**Records from a data collection**.
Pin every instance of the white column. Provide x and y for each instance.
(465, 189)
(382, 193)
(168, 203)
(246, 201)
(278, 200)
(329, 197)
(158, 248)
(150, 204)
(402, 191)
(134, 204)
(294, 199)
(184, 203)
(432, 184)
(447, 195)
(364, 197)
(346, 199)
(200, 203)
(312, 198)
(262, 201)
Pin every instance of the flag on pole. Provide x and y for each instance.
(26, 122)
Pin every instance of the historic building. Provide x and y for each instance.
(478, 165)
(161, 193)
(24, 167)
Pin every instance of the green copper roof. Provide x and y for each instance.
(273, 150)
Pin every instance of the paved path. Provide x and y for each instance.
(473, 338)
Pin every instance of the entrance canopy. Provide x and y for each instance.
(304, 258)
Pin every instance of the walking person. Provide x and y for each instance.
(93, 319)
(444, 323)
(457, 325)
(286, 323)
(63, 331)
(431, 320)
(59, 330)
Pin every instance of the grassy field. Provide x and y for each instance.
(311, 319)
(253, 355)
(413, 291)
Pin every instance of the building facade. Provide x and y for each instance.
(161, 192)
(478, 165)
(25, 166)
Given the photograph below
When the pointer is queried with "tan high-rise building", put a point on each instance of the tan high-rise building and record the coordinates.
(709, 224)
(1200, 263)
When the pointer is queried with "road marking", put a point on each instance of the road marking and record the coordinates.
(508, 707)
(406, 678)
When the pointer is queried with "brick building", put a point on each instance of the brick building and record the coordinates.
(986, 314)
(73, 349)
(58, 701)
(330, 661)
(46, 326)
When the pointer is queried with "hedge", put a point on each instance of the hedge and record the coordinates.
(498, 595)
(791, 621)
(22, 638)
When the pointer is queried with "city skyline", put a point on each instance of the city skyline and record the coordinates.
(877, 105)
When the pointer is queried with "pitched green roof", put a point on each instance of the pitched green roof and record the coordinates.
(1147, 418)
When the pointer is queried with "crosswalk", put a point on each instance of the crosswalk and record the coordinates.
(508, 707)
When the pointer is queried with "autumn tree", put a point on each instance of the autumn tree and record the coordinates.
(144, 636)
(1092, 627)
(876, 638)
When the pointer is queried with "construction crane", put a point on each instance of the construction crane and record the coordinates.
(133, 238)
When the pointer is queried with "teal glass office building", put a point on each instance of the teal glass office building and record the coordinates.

**Work to do**. Rewrite the records above, replacing "Pin every instance" with "Mark every instance" wherever it occurs and leaving everything else as it is.

**Answer for this exercise**.
Mark every instance of the white column. Provide x and y for each instance.
(465, 189)
(382, 193)
(168, 203)
(246, 201)
(278, 200)
(329, 197)
(158, 248)
(150, 204)
(402, 191)
(134, 204)
(294, 199)
(184, 203)
(432, 184)
(447, 195)
(364, 197)
(346, 199)
(200, 203)
(312, 198)
(262, 201)
Mark every instance of the flag on pole. Provide x and y for each instance.
(26, 122)
Mark every instance of the historic building. Provide x and y for each instance.
(478, 165)
(161, 193)
(24, 167)
Mark every instance of the green copper roof. Provide x and y for each instance.
(273, 150)
Mark every instance of the paved path. Provide x and y for each instance.
(473, 338)
Mark every instance of the entrance canopy. Provide x and y for each instance.
(304, 258)
Mark every instance of the walking person. Provide x and y for each instance.
(93, 319)
(444, 323)
(457, 325)
(286, 323)
(63, 331)
(431, 320)
(59, 330)
Mark every instance of the grassy field. Provide x and y for each instance.
(311, 319)
(253, 355)
(413, 291)
Mark every instance of the building facade. Provide x and y for each instance.
(161, 192)
(478, 165)
(25, 166)
Given the photograph below
When the pointer is queried with "tan high-rise building", put a point on each instance of the tan high-rise building and record the coordinates.
(709, 224)
(1200, 263)
When the pointer is queried with "road marking", put a point on each instance of the road marking and record the coordinates.
(508, 707)
(406, 678)
When the pointer is queried with "brick building", put a point on each instance of the brick building and record the coordinates.
(986, 314)
(73, 349)
(58, 701)
(330, 661)
(46, 326)
When the pointer is queried with "hedge", put a point on each instance of the hedge and record the coordinates.
(498, 595)
(791, 621)
(22, 638)
When the pointer is queried with "city skyline", put a point on each instance of the city skyline and record the coordinates.
(877, 105)
When the pointer is queried with "pitched green roof", put a point on each instance of the pitched green roof and record the coordinates.
(1147, 418)
When the pointer is queried with "crosswalk", put a point on each instance of the crosswalk and record the coordinates.
(508, 707)
When the pointer is queried with "autumn tree", put a point on each instance of the autumn tree and record the coordinates.
(144, 636)
(1092, 627)
(876, 638)
When the pointer is queried with "construction crane", put a point on each instance of the construction crane and record the coordinates.
(133, 238)
When the pointer is queried with "teal glass office building", put a point on each instance of the teal glass office building and record the coordinates.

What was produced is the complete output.